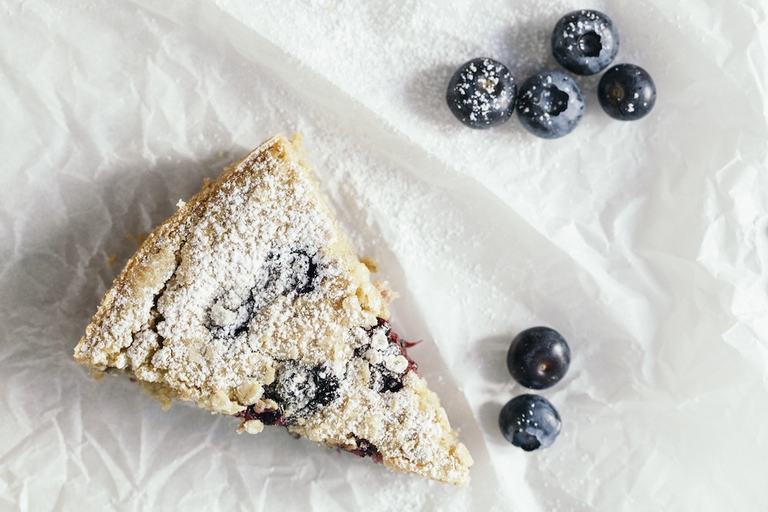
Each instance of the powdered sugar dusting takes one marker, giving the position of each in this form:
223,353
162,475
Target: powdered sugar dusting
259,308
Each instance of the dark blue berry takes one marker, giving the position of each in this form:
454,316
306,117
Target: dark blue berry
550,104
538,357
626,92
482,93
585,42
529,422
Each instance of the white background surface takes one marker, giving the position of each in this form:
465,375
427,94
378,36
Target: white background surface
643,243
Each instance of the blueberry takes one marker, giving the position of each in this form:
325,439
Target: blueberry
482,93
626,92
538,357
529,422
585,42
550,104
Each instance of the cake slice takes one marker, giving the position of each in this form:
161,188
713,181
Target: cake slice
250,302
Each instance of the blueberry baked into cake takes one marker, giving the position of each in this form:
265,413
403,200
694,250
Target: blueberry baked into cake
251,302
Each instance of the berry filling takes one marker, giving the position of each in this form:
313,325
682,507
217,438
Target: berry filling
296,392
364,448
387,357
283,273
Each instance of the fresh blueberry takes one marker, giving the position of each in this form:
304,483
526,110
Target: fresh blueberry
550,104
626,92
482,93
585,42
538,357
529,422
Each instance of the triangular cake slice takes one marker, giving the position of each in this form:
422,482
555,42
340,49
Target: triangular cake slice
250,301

TASK DETAILS :: Copy out all of the material above word for word, omitting the picture.

ANSWER TO THIS PROBLEM ::
Each instance of the powdered sugar dusting takes one marker, giving the position of each in this form:
223,353
162,475
Target: powdered sugar dusting
259,308
Each instance of the dark blue berry takes one marker, giving the position of each in this form:
454,316
306,117
Target: dark blue berry
550,104
538,357
626,92
482,93
585,42
529,422
Each instance of the white background surface takes one marker, giving the position of each in this form:
465,375
427,94
378,36
Target: white background surface
643,243
Each instance of the blueberry takes one marker, giving the position of each in this form:
325,439
Target: blueberry
482,93
626,92
538,357
529,422
585,42
550,104
Each instance of the cake slice takes one marker, giving the position of each in this form:
161,188
713,181
Target: cake slice
250,302
Each instance of the blueberry baked into cake takes one marker, giving the position of each in this form:
265,413
403,200
694,250
Target: blueberry baked into cake
251,302
Each instance of the berry filling takes one marker, giving the position of each in this form:
313,325
682,507
217,438
Target: berry filling
296,392
364,448
387,357
283,273
Each instance of the fresh blueberry takes one marker, giving the position of each in this form:
304,483
526,110
Target: fresh blueberry
550,104
626,92
482,93
585,42
538,357
529,422
Each instance of the triangular cake slice takes one marker, giving the position of each in this form:
422,482
555,42
340,49
Target: triangular cake slice
250,301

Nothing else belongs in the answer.